- TASK OBJECTIVE -
Only one portion of the data is to be written out: from the line bearing "[tag] fence gate (a point for each instance)" through the line bearing "[tag] brake light (a point for each instance)". Write it exactly as it appears.

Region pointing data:

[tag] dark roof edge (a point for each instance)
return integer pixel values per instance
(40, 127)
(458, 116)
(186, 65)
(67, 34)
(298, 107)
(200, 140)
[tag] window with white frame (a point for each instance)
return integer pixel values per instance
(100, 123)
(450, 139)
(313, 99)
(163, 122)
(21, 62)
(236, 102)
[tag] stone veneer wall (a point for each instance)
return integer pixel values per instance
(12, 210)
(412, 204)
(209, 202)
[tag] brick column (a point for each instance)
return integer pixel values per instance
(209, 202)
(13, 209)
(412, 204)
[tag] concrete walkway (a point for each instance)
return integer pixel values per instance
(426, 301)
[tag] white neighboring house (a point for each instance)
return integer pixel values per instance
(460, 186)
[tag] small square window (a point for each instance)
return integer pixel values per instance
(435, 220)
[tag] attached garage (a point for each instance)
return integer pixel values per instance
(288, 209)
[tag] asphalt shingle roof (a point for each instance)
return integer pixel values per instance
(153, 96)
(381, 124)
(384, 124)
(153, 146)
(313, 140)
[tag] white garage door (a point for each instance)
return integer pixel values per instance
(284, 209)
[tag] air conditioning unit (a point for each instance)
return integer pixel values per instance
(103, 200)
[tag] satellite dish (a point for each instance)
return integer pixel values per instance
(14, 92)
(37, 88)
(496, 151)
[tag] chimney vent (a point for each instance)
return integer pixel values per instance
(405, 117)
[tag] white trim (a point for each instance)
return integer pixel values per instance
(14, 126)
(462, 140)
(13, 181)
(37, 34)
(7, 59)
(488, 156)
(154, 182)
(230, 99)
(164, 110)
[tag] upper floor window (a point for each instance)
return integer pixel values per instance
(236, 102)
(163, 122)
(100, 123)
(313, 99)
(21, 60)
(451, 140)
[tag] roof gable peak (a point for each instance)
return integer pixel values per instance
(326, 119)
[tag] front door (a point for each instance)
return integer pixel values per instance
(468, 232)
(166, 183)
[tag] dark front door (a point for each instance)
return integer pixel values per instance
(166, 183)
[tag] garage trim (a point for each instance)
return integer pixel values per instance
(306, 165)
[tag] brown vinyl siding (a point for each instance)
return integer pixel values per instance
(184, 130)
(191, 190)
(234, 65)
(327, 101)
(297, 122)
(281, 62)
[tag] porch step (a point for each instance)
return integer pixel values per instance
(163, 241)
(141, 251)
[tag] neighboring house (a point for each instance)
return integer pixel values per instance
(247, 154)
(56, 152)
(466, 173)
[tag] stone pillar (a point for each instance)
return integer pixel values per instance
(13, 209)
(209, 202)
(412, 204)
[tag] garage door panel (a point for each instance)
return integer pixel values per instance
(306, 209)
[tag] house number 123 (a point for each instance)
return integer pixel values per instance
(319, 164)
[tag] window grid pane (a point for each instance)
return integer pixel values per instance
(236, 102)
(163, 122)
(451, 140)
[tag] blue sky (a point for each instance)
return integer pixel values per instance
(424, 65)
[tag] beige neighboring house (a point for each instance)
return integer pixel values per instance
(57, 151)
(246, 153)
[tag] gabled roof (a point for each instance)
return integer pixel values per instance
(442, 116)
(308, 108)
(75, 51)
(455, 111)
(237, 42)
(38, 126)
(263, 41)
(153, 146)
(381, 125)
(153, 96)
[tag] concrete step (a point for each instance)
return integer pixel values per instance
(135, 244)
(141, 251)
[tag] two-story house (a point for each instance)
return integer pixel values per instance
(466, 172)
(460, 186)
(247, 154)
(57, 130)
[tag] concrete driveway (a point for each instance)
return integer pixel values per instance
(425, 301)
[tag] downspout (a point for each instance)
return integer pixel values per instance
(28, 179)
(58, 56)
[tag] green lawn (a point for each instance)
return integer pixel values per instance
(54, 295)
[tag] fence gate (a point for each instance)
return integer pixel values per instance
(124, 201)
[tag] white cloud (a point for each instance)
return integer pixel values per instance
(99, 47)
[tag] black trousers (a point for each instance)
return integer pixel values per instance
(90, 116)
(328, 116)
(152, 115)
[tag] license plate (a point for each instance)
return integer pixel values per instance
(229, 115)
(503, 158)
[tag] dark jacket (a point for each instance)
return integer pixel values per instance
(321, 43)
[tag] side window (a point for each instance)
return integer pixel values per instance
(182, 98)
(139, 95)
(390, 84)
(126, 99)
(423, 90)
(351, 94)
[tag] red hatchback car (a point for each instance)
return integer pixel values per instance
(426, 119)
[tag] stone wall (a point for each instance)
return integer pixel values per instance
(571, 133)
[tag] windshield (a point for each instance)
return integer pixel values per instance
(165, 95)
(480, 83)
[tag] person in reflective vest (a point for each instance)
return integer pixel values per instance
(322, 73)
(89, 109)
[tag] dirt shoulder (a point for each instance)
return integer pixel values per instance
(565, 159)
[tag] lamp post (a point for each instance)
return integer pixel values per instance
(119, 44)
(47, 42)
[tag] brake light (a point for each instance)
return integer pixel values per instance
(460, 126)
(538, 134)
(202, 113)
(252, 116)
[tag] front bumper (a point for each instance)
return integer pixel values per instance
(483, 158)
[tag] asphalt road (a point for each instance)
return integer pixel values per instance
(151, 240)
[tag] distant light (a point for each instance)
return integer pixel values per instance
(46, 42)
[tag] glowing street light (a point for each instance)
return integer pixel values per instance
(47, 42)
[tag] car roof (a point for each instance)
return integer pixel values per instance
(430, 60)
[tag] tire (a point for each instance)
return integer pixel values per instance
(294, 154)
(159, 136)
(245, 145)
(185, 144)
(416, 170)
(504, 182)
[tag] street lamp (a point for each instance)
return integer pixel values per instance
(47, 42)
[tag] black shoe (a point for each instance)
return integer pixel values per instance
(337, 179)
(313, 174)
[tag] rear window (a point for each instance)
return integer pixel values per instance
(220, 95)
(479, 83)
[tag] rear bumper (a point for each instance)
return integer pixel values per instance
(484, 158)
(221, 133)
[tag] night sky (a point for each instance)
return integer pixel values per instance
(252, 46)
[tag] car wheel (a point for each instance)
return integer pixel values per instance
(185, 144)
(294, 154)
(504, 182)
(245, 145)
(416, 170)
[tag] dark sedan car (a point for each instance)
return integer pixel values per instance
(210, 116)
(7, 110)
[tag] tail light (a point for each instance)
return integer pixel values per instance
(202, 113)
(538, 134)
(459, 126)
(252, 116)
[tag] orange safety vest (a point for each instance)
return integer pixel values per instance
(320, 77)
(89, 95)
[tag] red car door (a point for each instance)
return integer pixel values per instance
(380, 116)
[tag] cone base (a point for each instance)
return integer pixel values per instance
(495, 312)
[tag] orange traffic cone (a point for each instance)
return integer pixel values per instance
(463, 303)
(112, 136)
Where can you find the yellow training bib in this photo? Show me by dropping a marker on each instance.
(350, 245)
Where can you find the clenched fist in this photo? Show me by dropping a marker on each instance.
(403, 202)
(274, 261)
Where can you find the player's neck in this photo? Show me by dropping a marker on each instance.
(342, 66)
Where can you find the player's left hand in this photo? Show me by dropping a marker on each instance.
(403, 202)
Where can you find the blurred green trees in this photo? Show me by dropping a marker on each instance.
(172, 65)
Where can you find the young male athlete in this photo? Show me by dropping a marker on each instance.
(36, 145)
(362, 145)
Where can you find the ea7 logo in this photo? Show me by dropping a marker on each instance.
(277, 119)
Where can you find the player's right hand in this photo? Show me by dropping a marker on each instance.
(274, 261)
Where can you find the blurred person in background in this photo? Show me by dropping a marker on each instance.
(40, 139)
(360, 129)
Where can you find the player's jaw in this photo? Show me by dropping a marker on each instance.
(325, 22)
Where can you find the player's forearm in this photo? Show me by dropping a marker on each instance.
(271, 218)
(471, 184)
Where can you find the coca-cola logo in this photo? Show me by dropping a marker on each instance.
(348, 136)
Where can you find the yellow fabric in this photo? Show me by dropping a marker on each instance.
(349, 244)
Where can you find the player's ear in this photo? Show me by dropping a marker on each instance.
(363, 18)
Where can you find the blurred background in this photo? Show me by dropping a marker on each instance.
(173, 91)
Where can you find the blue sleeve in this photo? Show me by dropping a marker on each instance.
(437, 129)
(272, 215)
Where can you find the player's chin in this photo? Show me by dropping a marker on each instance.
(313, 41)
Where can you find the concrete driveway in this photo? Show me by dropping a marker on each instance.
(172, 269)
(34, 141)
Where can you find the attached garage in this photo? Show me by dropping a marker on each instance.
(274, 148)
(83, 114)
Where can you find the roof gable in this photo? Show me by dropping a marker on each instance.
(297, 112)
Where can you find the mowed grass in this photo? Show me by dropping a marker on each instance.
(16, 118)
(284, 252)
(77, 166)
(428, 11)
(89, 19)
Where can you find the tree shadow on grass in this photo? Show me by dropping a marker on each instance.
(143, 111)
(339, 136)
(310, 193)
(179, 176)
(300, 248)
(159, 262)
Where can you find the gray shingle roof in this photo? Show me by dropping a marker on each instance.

- ANSWER TO THE EXERCISE -
[tag] fence gate (a point for each instance)
return integer pixel values per instance
(124, 201)
[tag] white cloud (a point for each instance)
return integer pixel values per instance
(99, 47)
[tag] black trousers (a point for each instance)
return integer pixel values per instance
(90, 116)
(328, 116)
(152, 115)
[tag] license plate (a point for each instance)
return integer pixel values per instance
(229, 115)
(503, 158)
[tag] dark jacket (a point for each instance)
return integer pixel values per instance
(321, 43)
[tag] side window (a point for each instance)
return integer pixel values per instance
(182, 98)
(139, 95)
(390, 84)
(126, 99)
(423, 90)
(351, 94)
[tag] red hatchback car (a point for each instance)
return integer pixel values per instance
(426, 119)
[tag] stone wall (a point for each instance)
return integer pixel values per instance
(571, 133)
[tag] windshield (a point for each instance)
return integer pixel values per instance
(165, 95)
(480, 83)
[tag] person in reflective vest (a point for each instance)
return integer pixel values per instance
(322, 73)
(89, 109)
[tag] dirt shoulder (a point for each instance)
return integer pixel values per instance
(565, 159)
[tag] lamp post (a point for each instance)
return integer pixel values per instance
(119, 44)
(47, 42)
[tag] brake light (a point for each instance)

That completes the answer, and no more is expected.